__WORK ITEM A__:
Decide whether each statement agrees with the Cookie Diet article: (i) each of Dr. Siegal's cookies has 60 calories; (ii) in the second phase, exercise drops to 20 minutes a week; (iii) an American doctor created the diet in the 70s. For each one, answer yes or no and quote the words of the article that decide it.
__WORK ITEM B__:
According to the Cookie Diet article, how many calories does the dinner meal add during the weight loss phase?
__WORK ITEM C__:
Copy the Cookie Diet article word for word from "The Cookie Diet is" to "obviously not ideal.".

__EXERCISE PASSAGE__:
^^^^

The Cookie Diet has been around for almost 50 years. It was created by an American doctor named Dr Sanford Siegal in the 70s and has garnered *a lot* of rave reviews since. Promising to help you lose five to seven kilograms a month, it’s easy to see why it’s piqued a lot of people’s interest.

The diet is split into two phases, the first being the ‘weight loss phase’. During this time, you’re recommended to eat nine of Dr. Siegal’s signature cookies a day (yes, nine!), spaced evenly throughout the day, every two hours. Clocking in at 60 calories each, those nine cookies provide just over 500 calories a day.

At dinner time, you supplement this with an additional 500-700 calories from a real food meal, consisting of a generous portion of protein and lots of lean vegetables. You’re also recommended to have eight glasses of water a day, take a daily multivitamin and do 20 to 30 minutes of walking two or three times a week.

During the second phase, you swap to three healthy meals a day, with a cookie or two between each meal. You’re also meant to bump up your exercise routine slightly to 30 to 40 minutes of moderate exercise two or three times a week.

The pros of the Cookie Diet

The Cookie Diet is convenient, given that the vast majority of the food you consume comes from pre-packaged cookies that you order online and get delivered to your door.

Offering just 1,000 to 1,200 calories per day, you will almost certainly lose weight on the Cookie Diet… but that’s not always a good thing.

The cons of the Cookie Diet

For context, the average person consumes around 2,000 calories a day. For weight loss, this should drop to about 1,500 calories. Any less than that, you will probably start to burn lean muscle mass because you’re simply not giving your body enough energy – and that’s obviously not ideal.

^^^^

__DATA TO EXAMINE__:
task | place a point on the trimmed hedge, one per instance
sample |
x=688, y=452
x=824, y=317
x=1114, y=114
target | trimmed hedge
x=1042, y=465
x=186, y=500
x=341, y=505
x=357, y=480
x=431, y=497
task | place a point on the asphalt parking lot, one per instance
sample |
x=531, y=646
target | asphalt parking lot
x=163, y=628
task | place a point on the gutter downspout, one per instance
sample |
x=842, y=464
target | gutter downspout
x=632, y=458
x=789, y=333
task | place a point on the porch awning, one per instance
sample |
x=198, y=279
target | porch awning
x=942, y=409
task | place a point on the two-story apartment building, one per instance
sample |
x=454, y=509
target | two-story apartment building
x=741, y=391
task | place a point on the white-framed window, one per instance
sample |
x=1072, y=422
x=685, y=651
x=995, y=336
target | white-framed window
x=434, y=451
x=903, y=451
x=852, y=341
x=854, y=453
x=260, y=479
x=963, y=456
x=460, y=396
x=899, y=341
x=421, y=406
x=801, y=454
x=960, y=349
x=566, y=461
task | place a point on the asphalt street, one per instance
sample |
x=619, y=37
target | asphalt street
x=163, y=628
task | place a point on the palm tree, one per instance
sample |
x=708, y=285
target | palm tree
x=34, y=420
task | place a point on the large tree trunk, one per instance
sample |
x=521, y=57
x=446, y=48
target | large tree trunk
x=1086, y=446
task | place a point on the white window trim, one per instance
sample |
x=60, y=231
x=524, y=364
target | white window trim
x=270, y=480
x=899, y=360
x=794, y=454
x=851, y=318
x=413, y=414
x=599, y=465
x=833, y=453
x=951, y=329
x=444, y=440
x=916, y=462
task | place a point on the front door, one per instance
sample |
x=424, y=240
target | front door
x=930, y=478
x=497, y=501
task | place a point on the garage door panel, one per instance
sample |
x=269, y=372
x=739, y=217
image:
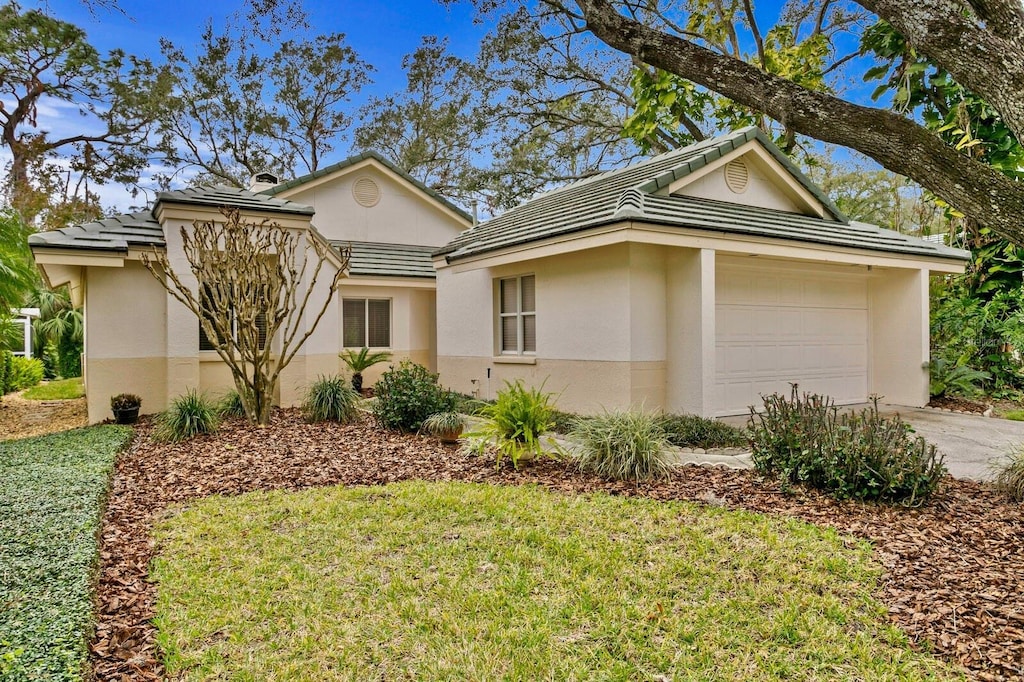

^^^^

__YOUR SOLUTION A__:
(i) Yes: "Clocking in at 60 calories each"
(ii) No: "bump up your exercise routine slightly to 30 to 40 minutes of moderate exercise two or three times a week"
(iii) Yes: "It was created by an American doctor named Dr Sanford Siegal in the 70s"

__YOUR SOLUTION B__:
An additional 500-700 calories.

__YOUR SOLUTION C__:
The Cookie Diet is convenient, given that the vast majority of the food you consume comes from pre-packaged cookies that you order online and get delivered to your door.

Offering just 1,000 to 1,200 calories per day, you will almost certainly lose weight on the Cookie Diet… but that’s not always a good thing.

The cons of the Cookie Diet

For context, the average person consumes around 2,000 calories a day. For weight loss, this should drop to about 1,500 calories. Any less than that, you will probably start to burn lean muscle mass because you’re simply not giving your body enough energy – and that’s obviously not ideal.